Directions> The response should consist of the data reproduced word for word.

Data supplied>
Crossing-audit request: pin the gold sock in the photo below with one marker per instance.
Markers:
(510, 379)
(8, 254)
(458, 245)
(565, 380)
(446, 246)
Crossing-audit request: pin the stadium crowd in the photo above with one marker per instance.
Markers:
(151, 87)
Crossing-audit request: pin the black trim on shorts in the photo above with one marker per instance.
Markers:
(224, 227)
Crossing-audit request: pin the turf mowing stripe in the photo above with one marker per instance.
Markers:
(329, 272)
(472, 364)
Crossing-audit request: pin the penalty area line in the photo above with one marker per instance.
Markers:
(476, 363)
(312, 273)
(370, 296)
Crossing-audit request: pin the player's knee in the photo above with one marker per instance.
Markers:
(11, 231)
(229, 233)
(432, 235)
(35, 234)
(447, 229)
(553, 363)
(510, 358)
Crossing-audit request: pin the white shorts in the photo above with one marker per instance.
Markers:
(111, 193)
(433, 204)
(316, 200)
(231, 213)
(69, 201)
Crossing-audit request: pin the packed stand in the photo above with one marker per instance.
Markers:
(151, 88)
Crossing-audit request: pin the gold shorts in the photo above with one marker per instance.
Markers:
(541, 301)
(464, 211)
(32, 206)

Written reply>
Crossing-audit request: pin the gold sock in the photo below with one marker per instance.
Markers:
(510, 379)
(8, 254)
(458, 245)
(565, 380)
(446, 246)
Crossing-audit request: pin the stadium crowd in the photo above with one marker per instance.
Markers:
(151, 87)
Crossing-audit request: pin the black trim on shorts in the photo above with one marker per instance.
Markers:
(224, 227)
Crossing-audit request: pin the turf mowing stripe in the photo above with one marker per instance.
Markers:
(329, 272)
(472, 364)
Crossing-audit request: pin the penalty area line in the photo above with one marker per instance.
Markers:
(476, 363)
(312, 273)
(370, 296)
Crossing-audit request: pin the player's knee in the photo above with one marker per instance.
Markers:
(11, 231)
(229, 233)
(432, 235)
(35, 234)
(447, 229)
(553, 363)
(510, 358)
Crossing-audit request: pin the white shorts in the photo above with one marker per instance.
Markers:
(111, 193)
(433, 204)
(316, 200)
(231, 213)
(69, 201)
Crossing-audit request: pin the packed stand in the photo above with one marker per instance.
Markers:
(151, 88)
Crossing-audit request: pin the gold shorts in the photo above with one marker per instance.
Markers:
(541, 301)
(464, 211)
(32, 206)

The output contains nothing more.